◆ **Exercise description**: Across the material below, how many lines contain the word "trunk"? Give only the number.

◆ **Data for this task**:
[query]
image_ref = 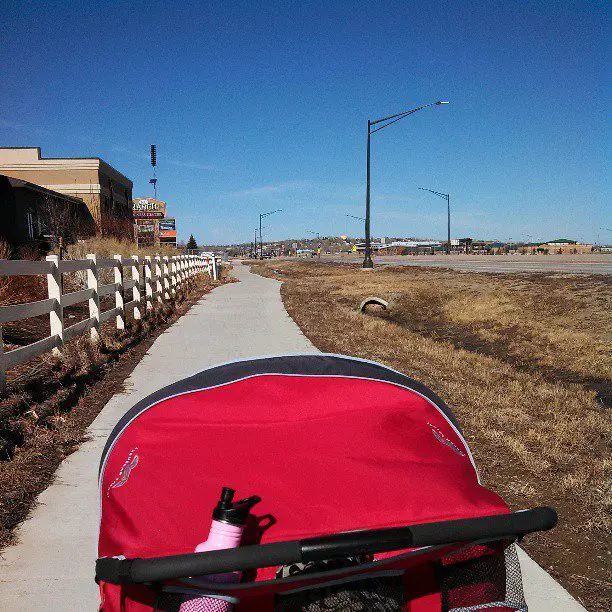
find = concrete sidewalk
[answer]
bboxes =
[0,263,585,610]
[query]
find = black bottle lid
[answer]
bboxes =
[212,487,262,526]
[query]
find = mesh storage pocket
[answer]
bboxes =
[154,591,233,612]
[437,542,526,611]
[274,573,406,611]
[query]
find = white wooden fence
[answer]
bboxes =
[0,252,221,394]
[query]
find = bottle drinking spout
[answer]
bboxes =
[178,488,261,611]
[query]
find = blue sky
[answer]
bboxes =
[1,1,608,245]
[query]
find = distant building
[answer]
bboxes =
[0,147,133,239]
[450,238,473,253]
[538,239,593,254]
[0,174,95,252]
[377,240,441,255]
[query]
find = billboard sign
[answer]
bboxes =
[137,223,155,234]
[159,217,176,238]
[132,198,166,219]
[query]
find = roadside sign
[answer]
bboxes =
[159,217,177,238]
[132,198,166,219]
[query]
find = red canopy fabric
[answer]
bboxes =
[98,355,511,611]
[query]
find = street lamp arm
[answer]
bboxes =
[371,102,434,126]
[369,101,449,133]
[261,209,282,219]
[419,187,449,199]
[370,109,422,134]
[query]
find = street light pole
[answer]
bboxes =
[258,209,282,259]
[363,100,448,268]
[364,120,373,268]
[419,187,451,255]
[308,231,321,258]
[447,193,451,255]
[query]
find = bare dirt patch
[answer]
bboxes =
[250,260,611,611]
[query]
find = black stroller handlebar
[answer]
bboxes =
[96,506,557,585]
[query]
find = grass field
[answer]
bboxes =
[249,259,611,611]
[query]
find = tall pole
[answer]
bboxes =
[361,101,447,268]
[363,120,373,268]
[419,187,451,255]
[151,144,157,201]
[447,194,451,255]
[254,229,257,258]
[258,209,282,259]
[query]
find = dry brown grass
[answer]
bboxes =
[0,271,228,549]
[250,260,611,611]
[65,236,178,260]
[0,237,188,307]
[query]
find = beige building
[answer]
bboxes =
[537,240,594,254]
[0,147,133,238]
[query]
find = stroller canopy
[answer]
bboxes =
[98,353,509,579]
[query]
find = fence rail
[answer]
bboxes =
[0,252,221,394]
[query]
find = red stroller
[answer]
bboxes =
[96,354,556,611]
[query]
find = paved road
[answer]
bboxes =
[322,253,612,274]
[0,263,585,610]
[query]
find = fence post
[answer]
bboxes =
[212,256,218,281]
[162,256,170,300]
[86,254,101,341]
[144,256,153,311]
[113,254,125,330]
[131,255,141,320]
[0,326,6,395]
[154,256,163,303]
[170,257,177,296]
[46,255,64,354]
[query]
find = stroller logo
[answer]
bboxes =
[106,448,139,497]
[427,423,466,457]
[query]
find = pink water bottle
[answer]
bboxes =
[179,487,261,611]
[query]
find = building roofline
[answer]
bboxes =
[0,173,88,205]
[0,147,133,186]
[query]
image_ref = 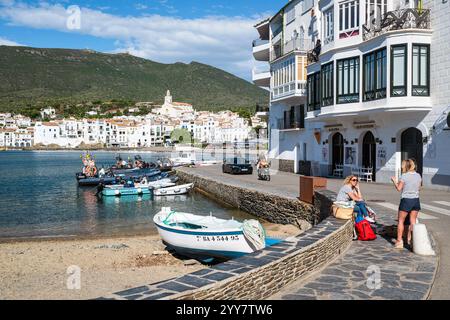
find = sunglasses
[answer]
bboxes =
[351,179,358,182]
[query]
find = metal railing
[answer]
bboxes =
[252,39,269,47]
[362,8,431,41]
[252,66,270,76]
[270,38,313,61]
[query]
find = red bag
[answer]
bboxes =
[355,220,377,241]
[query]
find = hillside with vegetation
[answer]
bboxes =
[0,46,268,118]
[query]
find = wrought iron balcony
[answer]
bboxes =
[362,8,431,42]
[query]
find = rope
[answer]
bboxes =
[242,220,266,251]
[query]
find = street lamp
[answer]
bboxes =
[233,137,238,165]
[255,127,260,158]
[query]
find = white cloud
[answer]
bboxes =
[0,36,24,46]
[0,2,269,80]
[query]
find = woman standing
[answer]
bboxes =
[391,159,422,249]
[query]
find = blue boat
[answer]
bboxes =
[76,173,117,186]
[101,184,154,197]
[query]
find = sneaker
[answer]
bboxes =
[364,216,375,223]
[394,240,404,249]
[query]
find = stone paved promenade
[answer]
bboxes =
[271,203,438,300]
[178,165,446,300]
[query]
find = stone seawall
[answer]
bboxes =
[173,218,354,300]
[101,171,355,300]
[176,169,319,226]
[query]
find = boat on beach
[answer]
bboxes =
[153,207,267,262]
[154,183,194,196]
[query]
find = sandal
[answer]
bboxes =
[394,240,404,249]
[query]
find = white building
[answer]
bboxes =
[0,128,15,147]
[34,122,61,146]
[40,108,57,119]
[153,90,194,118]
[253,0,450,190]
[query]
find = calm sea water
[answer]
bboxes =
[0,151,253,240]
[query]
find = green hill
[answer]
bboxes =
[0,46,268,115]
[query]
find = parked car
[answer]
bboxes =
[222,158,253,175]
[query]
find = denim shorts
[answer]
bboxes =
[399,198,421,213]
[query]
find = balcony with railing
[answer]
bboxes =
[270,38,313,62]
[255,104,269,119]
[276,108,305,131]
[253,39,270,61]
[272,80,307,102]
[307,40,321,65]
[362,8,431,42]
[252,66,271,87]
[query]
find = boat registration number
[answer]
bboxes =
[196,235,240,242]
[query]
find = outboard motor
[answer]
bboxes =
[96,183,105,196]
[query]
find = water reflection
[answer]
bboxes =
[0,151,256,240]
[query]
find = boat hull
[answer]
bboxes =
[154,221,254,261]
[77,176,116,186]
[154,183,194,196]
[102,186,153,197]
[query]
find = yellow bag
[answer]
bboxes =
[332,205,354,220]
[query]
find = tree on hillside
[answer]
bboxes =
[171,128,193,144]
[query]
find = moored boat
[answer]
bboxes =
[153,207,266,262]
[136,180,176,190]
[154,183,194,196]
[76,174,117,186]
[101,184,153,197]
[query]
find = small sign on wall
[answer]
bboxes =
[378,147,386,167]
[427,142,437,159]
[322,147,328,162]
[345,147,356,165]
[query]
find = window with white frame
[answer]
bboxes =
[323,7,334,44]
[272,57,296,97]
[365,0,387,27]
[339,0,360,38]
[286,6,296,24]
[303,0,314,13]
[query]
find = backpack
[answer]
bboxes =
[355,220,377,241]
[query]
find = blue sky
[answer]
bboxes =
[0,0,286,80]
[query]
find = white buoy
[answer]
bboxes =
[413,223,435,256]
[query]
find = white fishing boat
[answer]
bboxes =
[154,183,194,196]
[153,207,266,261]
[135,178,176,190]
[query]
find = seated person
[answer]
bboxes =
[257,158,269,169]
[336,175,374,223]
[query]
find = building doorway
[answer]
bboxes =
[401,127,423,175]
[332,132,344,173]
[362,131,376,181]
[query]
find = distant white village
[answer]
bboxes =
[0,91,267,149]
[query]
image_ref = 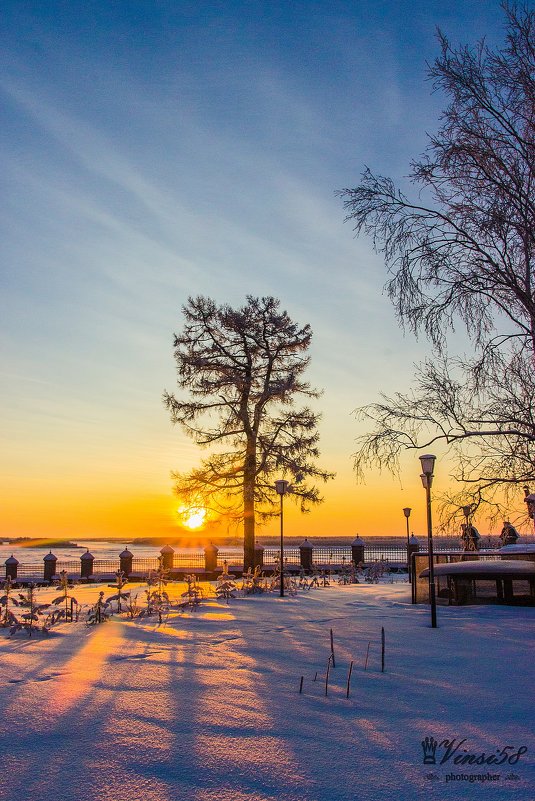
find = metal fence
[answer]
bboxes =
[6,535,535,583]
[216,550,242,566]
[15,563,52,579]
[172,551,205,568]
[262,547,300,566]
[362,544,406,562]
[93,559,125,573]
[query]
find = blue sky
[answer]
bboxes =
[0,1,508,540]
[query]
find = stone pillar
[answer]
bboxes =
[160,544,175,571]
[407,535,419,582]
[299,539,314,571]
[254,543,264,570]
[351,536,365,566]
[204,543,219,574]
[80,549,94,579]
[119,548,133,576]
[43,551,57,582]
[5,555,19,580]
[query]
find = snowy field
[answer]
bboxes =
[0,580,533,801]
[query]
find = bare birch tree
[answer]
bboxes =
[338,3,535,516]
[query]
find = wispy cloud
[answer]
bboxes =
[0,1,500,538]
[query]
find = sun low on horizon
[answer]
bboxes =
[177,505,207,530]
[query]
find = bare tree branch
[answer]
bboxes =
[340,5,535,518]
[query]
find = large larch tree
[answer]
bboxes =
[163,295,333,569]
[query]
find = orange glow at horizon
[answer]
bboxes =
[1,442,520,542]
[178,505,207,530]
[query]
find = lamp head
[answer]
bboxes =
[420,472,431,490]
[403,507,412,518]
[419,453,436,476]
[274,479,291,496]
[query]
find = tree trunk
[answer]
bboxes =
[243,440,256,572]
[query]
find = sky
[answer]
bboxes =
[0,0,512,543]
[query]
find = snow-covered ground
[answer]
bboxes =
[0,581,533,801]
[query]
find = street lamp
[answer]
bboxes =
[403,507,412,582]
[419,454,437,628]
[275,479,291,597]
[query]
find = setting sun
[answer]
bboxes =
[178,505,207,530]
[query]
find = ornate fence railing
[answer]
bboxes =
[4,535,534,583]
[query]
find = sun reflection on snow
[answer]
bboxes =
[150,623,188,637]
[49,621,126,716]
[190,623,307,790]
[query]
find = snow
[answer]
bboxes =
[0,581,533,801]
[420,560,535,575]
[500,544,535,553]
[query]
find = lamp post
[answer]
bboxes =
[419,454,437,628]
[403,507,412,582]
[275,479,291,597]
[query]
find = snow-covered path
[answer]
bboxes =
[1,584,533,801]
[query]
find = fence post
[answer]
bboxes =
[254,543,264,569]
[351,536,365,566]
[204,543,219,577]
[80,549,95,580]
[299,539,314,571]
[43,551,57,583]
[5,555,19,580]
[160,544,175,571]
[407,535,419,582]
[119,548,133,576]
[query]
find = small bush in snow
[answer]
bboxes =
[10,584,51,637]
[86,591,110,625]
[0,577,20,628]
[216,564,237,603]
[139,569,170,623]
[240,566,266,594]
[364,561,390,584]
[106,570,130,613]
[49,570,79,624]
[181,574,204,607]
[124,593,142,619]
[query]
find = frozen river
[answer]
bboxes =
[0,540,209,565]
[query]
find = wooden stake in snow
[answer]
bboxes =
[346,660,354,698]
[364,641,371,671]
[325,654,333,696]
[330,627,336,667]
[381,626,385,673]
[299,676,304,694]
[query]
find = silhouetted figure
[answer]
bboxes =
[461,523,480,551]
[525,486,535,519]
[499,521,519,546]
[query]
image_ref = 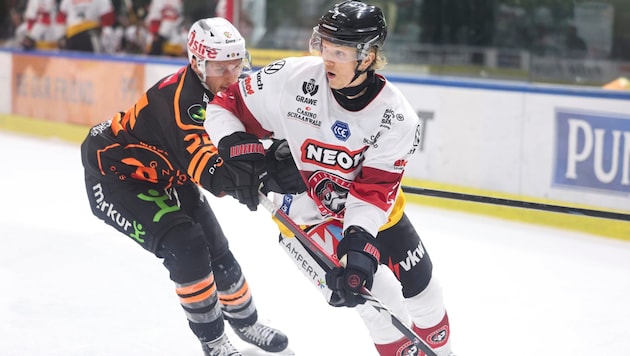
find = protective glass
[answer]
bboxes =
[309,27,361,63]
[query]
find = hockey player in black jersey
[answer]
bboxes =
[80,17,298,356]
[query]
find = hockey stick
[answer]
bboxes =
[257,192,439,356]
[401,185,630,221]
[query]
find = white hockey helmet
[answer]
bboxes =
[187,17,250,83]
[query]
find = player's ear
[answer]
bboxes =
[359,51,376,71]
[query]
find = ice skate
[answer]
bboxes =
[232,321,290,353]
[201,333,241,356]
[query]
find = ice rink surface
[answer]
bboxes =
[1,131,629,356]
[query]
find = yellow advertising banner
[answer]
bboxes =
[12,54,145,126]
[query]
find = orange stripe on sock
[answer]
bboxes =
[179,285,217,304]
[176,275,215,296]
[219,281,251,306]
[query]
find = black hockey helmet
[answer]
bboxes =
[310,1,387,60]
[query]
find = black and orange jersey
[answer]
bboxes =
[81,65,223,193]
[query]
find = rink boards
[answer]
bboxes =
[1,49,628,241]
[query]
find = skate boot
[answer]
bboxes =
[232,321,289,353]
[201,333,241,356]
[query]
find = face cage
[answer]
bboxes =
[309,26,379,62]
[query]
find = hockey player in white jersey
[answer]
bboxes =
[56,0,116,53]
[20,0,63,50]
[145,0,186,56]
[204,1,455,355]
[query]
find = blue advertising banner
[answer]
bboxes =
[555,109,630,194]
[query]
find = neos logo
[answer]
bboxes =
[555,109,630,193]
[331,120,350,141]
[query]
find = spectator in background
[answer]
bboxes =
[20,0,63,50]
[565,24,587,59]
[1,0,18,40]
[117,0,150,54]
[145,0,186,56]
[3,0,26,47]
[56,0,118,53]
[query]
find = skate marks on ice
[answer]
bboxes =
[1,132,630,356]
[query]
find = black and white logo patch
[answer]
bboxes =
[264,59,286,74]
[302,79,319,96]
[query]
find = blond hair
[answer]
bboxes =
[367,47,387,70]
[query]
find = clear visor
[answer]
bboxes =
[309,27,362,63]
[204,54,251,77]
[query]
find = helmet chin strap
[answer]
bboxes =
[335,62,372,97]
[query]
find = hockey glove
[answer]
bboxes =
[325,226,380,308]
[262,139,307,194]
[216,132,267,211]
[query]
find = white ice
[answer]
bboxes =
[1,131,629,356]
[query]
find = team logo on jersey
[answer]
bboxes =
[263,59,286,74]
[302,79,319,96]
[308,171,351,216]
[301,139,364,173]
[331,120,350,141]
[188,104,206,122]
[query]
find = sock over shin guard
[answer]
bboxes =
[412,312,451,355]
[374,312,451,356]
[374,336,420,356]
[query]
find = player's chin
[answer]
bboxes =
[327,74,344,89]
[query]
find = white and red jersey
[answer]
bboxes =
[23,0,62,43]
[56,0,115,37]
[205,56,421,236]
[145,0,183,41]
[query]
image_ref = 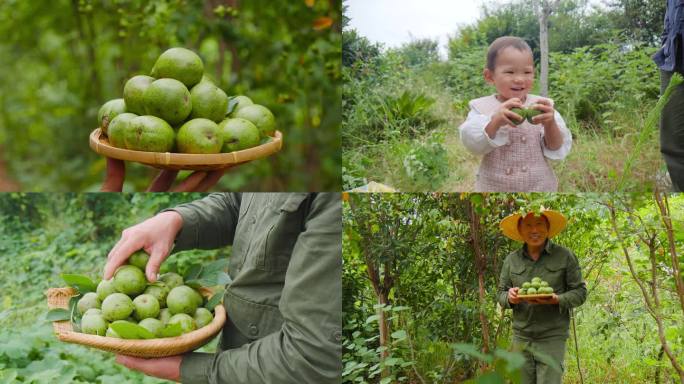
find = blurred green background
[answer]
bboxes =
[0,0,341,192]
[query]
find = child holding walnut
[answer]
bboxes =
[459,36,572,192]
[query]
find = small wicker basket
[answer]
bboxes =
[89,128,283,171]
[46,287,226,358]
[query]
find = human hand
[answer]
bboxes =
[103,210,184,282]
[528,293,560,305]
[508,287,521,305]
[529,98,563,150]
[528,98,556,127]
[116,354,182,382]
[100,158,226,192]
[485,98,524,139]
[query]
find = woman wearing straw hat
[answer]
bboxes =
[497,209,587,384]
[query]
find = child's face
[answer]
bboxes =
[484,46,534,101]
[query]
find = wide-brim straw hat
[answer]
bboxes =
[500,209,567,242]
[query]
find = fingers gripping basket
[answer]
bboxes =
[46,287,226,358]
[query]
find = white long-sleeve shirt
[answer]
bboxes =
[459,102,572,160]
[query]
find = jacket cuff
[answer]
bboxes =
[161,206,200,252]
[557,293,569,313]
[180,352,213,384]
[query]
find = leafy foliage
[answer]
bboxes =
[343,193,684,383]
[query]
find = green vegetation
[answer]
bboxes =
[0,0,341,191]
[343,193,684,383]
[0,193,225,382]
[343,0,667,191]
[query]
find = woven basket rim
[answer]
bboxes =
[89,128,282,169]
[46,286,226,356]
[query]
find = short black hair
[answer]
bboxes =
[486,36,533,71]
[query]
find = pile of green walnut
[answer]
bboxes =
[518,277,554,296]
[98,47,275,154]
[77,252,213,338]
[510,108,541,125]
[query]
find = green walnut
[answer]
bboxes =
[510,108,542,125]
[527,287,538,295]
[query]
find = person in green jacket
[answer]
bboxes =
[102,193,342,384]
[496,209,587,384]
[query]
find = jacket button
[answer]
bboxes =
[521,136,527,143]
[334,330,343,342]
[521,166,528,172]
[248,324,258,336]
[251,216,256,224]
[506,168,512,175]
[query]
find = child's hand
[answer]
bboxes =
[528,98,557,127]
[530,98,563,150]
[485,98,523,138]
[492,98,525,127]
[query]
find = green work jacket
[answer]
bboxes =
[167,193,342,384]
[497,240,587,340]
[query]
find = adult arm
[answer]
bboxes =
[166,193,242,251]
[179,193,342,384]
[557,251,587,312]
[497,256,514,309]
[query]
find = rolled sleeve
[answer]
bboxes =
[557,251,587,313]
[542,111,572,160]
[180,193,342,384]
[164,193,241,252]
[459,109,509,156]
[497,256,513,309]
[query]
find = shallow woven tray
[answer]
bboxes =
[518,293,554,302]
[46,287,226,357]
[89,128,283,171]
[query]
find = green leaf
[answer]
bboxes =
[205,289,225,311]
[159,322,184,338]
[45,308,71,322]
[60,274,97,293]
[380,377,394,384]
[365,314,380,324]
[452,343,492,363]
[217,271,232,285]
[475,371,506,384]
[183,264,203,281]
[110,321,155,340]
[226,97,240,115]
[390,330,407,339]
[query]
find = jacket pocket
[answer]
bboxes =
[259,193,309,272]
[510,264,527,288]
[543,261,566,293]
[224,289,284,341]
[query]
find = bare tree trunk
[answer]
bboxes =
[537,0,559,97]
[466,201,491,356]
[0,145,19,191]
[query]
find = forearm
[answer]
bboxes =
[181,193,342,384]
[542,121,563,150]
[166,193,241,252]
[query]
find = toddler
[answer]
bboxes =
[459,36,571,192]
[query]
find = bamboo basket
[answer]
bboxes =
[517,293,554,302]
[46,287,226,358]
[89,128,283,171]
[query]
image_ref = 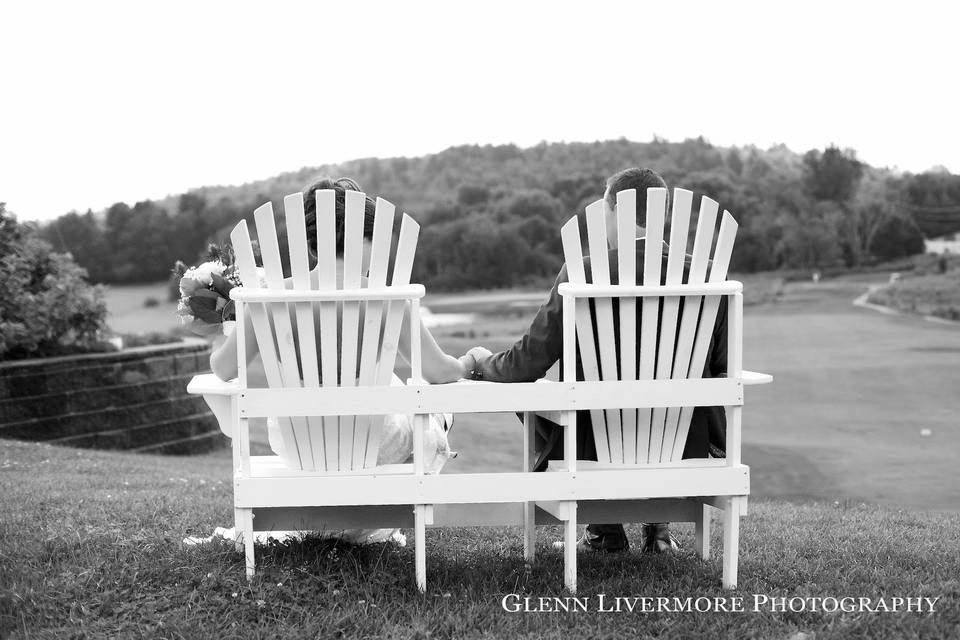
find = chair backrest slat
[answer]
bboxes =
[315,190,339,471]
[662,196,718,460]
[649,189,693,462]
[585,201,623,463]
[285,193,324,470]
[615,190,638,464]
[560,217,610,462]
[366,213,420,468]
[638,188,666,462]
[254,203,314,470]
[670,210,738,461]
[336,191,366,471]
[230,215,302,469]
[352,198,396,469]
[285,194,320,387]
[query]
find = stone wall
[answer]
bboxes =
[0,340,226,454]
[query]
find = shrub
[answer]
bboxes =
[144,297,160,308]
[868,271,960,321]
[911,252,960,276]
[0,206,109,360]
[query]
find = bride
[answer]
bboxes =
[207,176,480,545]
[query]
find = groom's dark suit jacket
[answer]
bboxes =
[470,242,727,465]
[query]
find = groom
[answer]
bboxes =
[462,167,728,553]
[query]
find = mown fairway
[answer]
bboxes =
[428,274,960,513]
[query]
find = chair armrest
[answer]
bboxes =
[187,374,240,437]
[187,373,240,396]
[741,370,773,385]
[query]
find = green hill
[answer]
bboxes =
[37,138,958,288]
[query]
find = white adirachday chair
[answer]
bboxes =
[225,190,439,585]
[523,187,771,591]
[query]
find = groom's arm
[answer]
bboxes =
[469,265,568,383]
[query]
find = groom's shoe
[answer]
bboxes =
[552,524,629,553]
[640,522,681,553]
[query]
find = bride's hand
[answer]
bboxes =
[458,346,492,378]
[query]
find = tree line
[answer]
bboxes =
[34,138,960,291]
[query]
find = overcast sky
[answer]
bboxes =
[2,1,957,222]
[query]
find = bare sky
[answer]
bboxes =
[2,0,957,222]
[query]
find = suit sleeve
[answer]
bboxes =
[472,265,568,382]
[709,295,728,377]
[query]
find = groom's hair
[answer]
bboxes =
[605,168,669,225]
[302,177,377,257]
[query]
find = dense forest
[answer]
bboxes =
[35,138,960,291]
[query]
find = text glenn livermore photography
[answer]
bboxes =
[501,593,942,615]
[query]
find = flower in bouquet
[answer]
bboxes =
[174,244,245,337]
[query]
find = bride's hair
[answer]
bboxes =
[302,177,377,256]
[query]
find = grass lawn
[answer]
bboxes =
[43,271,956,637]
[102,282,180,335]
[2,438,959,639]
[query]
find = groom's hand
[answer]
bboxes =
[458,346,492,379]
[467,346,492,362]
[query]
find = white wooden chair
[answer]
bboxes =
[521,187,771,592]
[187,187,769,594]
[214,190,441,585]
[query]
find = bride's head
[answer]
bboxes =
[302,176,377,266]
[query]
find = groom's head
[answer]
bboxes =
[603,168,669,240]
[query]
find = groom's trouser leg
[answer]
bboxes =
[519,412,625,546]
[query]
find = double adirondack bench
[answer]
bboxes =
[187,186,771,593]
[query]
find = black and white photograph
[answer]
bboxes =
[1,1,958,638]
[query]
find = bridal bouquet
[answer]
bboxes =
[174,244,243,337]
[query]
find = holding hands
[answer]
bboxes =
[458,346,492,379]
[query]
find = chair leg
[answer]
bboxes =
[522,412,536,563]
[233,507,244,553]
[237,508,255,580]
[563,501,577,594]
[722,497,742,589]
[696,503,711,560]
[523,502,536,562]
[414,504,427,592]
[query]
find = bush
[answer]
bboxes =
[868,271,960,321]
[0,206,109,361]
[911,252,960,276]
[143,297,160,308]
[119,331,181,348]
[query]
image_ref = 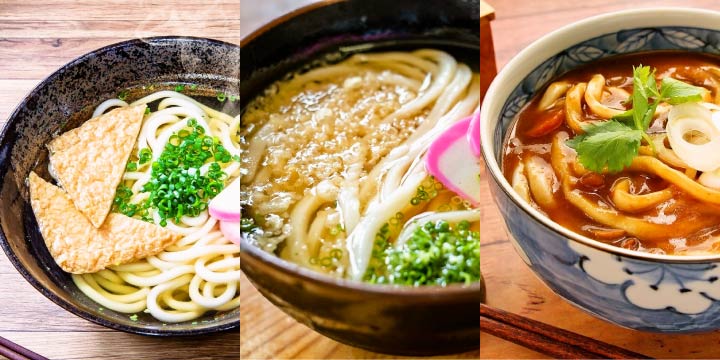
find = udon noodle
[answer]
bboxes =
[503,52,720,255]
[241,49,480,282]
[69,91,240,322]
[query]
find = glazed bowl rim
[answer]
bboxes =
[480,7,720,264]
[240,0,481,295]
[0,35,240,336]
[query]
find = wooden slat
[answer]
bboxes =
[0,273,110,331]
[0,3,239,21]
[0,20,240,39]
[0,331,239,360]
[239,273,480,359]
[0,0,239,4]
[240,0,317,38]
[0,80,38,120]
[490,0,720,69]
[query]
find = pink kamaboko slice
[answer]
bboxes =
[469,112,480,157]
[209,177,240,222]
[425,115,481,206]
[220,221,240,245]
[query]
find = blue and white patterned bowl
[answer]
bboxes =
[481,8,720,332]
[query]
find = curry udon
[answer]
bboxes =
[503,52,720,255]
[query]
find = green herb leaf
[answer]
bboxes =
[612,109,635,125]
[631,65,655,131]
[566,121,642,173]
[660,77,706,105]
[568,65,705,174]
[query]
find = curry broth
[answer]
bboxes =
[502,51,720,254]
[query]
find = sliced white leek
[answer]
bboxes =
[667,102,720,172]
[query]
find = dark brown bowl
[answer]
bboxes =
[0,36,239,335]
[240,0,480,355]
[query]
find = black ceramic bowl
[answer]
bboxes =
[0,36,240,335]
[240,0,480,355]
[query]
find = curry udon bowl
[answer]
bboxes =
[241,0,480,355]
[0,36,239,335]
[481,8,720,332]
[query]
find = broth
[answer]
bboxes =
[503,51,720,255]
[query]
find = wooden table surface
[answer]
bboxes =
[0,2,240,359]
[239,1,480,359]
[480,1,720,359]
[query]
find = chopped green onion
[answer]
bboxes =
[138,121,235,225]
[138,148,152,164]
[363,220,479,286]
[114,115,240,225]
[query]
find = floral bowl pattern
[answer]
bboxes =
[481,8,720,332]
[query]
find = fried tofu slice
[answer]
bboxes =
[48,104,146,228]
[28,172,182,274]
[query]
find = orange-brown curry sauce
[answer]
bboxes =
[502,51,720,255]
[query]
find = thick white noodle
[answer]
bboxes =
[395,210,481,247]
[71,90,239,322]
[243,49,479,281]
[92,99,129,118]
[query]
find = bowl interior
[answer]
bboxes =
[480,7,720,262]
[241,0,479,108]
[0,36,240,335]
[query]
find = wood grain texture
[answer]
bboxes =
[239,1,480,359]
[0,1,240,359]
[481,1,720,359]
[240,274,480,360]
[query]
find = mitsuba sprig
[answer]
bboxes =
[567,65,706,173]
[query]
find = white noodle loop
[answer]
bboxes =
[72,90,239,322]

◆ **Solution to the problem**: 2